#### PASSAGE SHOWN

In a move likely to sharply curtail free speech, free assembly and dissent of any kind, administrators at CUNY are developing what they call a "Policy on Expressive Activity" to set severe limitations on who, how and where free speech and assembly rights can be exercised.

The proposed policy bans demonstrations from CUNY buildings and forces demonstrators into what amounts to "protest ghettos" conveniently called "designated areas," which are likely to be located in such "high traffic and visibility" areas as the space between defunct vending machines and moldy couches in a library sub-basement.

The proposed policy requires 24 hours of advance notice of any demonstration, even if turnout is expected to be minimal. Theoretically, this means that if a single student showed up with a protest sign without notifying the administration, he or she could be violating policy. What if the student showed up wearing a protest T-shirt, an anti-fracking patch on a backpack or a peace sign? The Policy on Expressive Activity is wide open to repressive interpretation.

The policy seeks to limit the distribution of what it calls "materials" (read: information) on campus, which, if it weren't so outrageous, would be almost absurdly humorous in its total antithesis to the whole concept of higher education as a forum for the open exchange of ideas. College presidents would also be given the power to determine if a demonstration is sufficiently "disruptive" to warrant calling the police onto campus to break it up. This is a job for campus safety, not college administration. Besides, demonstrations are supposed to be disruptive of the status quo. This policy suggests that if a demonstration is at all effective in its mission, college presidents can call in the NYPD to crush it regardless of the merit of the movement's aims. College presidents could shut down any movement they choose by invoking that right.

CUNY is a public university; therefore, these policies, if implemented, are not only an assault on the concept of university education but a restriction on the use of public space for assembly, which is protected under the First Amendment -- or at least it is supposed to be.

CUNY's proposed policy goes on to state, "Freedom of expression and assembly, are subject to the need to maintain safety and order." Of course, every university has the responsibility to maintain a safe environment for its students and employees. But as Barbara Bowen, President of the PSC/CUNY union of teachers and faculty, states in her memorandum to union members, "Safety is not the same as 'order'; safety does not require repression."

########

> **SHORT PROBLEM 1**
Translate this sentence from the CUNY passage into Spanish: "This is a job for campus safety, not college administration."
The CUNY passage and the rows after it are independent of each other.

#### GIVEN RECORDS

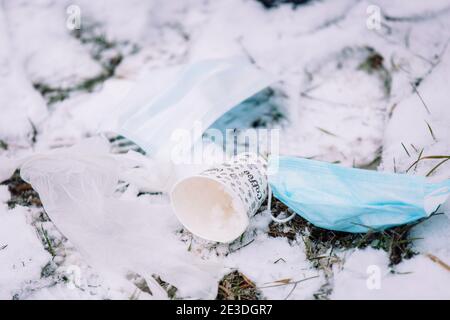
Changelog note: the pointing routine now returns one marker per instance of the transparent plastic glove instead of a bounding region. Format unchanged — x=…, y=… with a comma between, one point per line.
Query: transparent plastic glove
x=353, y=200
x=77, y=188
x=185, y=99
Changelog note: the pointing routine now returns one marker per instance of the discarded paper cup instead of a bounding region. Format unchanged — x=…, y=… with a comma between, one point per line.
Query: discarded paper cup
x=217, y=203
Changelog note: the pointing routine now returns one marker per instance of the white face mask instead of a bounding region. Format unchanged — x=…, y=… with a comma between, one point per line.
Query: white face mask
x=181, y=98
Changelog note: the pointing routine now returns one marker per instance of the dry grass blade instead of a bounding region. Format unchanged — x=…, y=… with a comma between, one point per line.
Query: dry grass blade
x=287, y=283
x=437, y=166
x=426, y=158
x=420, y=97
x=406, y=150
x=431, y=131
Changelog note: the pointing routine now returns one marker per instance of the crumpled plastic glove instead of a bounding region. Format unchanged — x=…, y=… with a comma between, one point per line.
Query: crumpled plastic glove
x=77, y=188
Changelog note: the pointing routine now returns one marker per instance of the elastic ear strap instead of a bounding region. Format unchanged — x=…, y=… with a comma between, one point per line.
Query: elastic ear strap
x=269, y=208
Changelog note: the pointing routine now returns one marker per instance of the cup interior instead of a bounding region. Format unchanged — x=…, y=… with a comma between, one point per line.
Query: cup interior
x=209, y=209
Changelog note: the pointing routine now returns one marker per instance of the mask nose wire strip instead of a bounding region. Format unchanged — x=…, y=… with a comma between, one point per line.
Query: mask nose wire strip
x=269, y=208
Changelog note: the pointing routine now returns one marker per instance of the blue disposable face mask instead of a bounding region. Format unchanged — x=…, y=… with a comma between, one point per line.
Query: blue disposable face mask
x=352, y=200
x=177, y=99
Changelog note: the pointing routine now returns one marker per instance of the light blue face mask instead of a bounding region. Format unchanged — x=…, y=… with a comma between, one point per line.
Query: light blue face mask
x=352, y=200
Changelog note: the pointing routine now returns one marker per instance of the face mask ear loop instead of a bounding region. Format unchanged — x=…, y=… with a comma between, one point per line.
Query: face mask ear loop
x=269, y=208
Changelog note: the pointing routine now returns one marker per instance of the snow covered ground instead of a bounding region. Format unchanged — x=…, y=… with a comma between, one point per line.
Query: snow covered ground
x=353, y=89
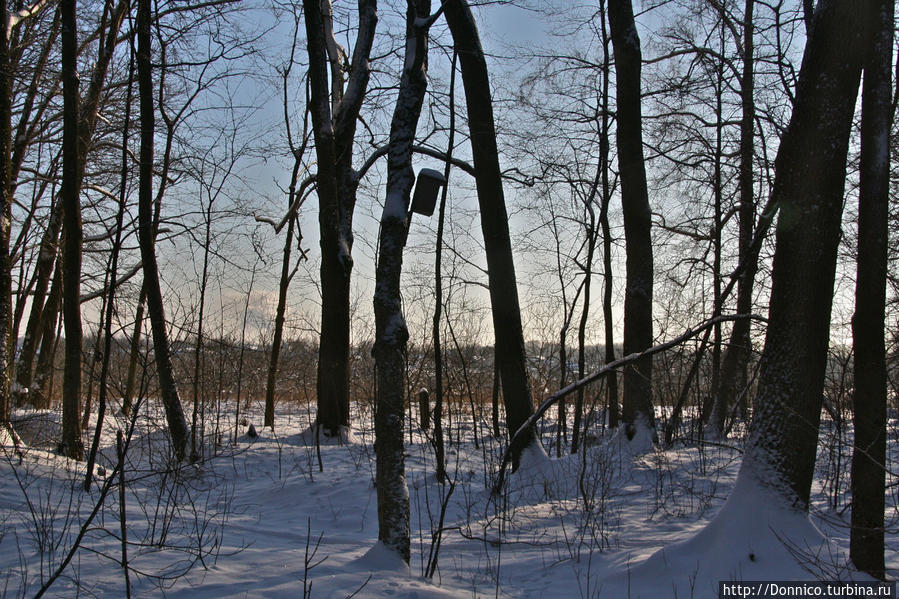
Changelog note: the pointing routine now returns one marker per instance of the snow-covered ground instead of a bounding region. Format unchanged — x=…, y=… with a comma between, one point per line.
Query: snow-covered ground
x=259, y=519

########

> **SHORT PROBLEM 2**
In the rows, from the line with "the snow covered" up to and including the line with "x=353, y=89", swap "ground" for "pavement" and write out only those lines, leaving everything else as it stands.

> **WRITTEN RESPONSE 1**
Esta es una tarea para la seguridad del campus, no para la administración universitaria.

> **WRITTEN RESPONSE 2**
Changelog note: the pointing routine now returns one marker per instance of the snow covered pavement instead of a bounding region. Format unchanged — x=…, y=… with a comma between, one point per line.
Query: snow covered pavement
x=353, y=89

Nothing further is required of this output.